Write out exactly the lines running from the line that includes "Exercise. Identify every instance of the green dragon" to the end of the data, both ends included, and nothing besides.

> [Given entries]
◇ ◇ ◇ ◇ ◇
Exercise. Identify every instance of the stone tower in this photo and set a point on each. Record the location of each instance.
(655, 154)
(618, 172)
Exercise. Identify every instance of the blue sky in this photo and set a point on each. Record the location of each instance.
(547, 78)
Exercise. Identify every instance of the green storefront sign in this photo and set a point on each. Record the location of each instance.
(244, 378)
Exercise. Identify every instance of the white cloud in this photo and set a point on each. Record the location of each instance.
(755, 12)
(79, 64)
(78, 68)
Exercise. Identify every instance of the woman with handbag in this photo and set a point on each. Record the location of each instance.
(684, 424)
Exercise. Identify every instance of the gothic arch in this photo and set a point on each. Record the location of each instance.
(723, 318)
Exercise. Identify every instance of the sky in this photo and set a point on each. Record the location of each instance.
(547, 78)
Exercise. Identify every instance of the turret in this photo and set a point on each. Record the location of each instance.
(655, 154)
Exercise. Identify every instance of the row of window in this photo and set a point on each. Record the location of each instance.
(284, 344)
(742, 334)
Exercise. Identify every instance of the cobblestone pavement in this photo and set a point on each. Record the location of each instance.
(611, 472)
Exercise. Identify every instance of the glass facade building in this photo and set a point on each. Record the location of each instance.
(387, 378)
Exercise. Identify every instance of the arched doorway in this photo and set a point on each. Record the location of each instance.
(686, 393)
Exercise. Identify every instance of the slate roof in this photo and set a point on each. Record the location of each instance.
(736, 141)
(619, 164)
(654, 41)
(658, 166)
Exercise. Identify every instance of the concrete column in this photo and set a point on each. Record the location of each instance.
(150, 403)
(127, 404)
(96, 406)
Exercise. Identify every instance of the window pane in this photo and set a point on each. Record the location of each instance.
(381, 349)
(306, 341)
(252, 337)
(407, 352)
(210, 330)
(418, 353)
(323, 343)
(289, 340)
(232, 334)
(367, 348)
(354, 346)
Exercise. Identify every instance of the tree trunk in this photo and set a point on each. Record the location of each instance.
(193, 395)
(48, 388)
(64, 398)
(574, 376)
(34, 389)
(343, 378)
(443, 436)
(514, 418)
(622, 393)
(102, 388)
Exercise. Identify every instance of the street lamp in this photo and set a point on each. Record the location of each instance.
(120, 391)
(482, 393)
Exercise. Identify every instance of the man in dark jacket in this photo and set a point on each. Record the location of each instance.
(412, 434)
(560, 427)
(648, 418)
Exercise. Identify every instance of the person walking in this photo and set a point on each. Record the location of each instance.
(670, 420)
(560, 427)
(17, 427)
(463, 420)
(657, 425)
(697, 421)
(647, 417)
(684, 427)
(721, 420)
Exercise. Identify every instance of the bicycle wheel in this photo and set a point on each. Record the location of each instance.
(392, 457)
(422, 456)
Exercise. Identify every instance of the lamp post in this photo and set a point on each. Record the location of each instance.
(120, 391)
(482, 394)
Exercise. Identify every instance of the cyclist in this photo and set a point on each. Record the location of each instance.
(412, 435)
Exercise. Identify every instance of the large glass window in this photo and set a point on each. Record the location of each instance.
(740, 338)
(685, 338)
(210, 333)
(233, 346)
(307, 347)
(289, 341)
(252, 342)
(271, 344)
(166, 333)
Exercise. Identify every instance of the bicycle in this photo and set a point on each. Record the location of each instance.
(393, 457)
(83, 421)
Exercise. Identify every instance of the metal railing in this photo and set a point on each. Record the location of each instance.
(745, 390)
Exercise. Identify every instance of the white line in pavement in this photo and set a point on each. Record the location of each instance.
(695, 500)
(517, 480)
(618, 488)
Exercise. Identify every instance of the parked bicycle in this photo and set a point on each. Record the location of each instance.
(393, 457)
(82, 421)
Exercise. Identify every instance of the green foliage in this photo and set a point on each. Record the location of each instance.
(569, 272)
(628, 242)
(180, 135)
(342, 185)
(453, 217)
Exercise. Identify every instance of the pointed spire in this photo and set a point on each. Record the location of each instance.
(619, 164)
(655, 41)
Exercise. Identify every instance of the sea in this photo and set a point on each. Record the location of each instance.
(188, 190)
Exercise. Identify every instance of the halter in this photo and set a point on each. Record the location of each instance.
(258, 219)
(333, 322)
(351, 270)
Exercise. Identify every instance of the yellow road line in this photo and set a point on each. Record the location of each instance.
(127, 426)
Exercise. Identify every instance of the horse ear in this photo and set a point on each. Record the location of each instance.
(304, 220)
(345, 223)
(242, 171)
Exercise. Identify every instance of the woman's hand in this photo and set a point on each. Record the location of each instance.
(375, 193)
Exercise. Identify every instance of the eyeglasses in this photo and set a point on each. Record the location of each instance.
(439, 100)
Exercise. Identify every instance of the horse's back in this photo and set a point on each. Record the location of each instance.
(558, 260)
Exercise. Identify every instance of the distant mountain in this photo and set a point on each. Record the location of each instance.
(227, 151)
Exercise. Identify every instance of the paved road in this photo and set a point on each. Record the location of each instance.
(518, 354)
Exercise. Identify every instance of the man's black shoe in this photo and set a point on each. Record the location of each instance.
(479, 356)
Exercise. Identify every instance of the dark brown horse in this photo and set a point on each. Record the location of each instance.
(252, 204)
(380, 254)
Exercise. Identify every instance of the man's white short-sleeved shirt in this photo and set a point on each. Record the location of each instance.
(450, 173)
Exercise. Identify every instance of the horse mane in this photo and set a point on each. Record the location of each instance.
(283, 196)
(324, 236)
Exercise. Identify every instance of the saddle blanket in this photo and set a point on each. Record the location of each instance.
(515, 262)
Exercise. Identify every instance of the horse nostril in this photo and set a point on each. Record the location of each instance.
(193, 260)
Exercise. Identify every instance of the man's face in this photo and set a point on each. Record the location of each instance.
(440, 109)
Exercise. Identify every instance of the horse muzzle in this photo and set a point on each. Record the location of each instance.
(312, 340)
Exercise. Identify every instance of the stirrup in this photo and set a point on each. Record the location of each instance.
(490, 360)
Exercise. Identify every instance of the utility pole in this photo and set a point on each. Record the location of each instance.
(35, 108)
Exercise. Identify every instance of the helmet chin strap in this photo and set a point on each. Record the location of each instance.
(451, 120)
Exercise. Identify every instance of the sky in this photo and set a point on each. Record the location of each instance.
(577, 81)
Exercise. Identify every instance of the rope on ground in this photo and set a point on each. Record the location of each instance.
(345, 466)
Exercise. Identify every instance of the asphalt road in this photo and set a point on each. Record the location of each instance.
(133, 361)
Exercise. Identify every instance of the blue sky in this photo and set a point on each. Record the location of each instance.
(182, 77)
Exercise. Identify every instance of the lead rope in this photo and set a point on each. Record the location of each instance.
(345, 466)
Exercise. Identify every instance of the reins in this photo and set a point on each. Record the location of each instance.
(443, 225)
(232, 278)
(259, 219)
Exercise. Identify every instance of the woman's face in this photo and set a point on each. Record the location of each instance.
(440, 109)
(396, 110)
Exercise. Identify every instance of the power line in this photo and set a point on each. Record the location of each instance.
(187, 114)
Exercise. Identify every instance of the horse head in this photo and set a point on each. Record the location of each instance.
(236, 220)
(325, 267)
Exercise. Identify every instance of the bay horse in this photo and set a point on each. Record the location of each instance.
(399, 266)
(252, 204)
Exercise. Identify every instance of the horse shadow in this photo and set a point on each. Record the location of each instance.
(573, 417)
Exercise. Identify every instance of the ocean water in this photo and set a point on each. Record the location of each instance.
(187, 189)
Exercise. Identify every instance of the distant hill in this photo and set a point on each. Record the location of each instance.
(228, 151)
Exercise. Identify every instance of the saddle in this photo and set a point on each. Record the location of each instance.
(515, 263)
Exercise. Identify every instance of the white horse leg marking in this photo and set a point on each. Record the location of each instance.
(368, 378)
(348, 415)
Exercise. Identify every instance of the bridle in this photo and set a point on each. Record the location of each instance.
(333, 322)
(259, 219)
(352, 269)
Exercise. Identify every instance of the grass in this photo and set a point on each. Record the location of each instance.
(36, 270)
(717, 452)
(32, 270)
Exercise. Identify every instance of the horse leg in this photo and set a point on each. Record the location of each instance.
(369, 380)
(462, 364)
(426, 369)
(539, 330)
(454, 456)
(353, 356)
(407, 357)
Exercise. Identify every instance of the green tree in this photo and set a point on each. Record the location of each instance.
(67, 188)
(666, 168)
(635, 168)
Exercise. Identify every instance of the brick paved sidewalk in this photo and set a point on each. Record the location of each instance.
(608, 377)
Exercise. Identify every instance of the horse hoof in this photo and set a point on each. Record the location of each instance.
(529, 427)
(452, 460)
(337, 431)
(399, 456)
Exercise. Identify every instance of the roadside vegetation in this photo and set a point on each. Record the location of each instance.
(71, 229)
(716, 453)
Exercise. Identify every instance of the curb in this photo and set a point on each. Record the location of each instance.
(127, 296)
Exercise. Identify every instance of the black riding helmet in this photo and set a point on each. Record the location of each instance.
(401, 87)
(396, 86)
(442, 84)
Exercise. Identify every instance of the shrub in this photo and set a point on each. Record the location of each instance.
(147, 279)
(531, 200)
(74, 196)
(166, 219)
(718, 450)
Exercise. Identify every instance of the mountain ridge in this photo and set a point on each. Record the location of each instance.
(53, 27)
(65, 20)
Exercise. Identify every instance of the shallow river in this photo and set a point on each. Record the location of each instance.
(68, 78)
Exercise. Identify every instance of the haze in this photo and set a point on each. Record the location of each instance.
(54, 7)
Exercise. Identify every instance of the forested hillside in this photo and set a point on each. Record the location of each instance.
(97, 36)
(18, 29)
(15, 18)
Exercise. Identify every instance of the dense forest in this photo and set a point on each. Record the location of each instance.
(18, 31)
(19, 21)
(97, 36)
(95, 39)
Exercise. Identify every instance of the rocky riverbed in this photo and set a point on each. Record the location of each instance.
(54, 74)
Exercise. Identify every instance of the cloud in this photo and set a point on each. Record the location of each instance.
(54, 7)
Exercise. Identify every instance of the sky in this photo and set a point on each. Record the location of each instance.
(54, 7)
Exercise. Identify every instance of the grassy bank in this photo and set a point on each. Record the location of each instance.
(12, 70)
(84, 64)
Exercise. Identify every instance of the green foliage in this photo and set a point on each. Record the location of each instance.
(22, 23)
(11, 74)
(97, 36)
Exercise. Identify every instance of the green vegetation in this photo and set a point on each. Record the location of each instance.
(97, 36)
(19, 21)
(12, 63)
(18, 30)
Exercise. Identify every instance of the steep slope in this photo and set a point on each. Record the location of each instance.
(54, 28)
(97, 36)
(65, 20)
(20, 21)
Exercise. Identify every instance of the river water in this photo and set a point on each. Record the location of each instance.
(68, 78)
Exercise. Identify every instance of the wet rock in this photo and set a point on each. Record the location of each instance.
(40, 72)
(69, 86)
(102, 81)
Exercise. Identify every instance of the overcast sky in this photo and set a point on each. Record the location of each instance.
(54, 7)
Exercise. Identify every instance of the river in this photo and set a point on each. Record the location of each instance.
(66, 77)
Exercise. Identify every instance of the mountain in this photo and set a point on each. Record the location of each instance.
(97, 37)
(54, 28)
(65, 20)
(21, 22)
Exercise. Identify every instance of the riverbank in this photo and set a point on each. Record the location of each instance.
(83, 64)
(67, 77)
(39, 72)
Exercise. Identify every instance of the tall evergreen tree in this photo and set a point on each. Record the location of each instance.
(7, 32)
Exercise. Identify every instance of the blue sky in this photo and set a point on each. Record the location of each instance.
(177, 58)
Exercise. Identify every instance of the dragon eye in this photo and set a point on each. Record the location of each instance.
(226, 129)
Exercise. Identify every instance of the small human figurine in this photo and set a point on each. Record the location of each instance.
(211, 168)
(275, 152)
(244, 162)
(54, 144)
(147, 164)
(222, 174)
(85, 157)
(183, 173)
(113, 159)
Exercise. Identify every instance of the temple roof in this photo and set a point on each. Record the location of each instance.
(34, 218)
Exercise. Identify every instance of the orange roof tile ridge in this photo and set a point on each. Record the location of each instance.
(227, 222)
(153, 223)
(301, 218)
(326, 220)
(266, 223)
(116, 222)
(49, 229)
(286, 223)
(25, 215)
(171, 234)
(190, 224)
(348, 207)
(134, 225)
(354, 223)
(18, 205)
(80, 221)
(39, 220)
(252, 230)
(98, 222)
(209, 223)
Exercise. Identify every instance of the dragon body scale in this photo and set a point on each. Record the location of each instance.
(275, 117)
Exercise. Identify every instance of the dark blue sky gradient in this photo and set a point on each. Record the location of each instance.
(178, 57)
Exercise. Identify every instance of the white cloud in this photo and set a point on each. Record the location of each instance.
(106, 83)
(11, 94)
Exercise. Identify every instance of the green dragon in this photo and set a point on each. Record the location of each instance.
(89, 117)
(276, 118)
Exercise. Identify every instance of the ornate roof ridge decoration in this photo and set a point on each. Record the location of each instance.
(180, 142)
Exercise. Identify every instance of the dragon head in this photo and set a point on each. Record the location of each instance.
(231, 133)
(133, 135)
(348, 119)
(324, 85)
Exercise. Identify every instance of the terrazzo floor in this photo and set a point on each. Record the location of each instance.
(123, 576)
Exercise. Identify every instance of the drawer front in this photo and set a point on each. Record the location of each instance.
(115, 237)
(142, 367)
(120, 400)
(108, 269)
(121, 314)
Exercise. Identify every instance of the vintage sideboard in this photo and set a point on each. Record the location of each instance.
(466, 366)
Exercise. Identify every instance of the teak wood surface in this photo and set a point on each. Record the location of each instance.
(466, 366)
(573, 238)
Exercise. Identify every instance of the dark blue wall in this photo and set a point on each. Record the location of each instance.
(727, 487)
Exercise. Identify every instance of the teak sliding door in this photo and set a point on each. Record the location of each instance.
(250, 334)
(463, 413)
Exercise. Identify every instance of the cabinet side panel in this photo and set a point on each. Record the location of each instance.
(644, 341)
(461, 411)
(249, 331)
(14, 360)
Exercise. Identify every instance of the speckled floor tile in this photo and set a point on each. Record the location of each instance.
◇ ◇ ◇ ◇ ◇
> [Response to the exercise]
Exercise. Identify every instance of the green dragon in this photo and set a point on each. Record the location of each instance.
(89, 117)
(276, 118)
Exercise. Identify every instance of the ornate roof ridge decoration in this photo and set a point on each. Record the location of each instance.
(180, 142)
Exercise. Identify every instance of the dragon head in this photo and set a point on each. Record the location of each instance.
(231, 133)
(133, 135)
(348, 119)
(324, 85)
Exercise. Identify every instance of the terrazzo floor in this photo and set a point on each. Record the location of each instance.
(123, 576)
Exercise. Identify every instance of the drawer front in this photo and set a point on each. Record the location of each instance.
(115, 237)
(142, 367)
(120, 400)
(108, 269)
(121, 314)
Exercise. Identify every instance of the vintage sideboard in this photo and set a point on each. Record the location of each instance.
(466, 366)
Exercise. Identify every instance of the teak wood surface in this photo and set a point on each. Record the location of each instance.
(466, 366)
(573, 238)
Exercise. Identify every instance of the dark blue wall in this photo and set a point on each. Record the location of each instance.
(727, 487)
Exercise. Identify every instance of the teak sliding door in this photo and set a point on each. Record the location of each instance.
(250, 334)
(463, 413)
Exercise. Identify every instance of the cabinet side panel in this photo and set a point on each. Record the location of each instance.
(644, 341)
(461, 411)
(249, 331)
(14, 360)
Exercise. Identify every instance of the speckled floor tile in this photo and set a point on each. Record the location of each instance.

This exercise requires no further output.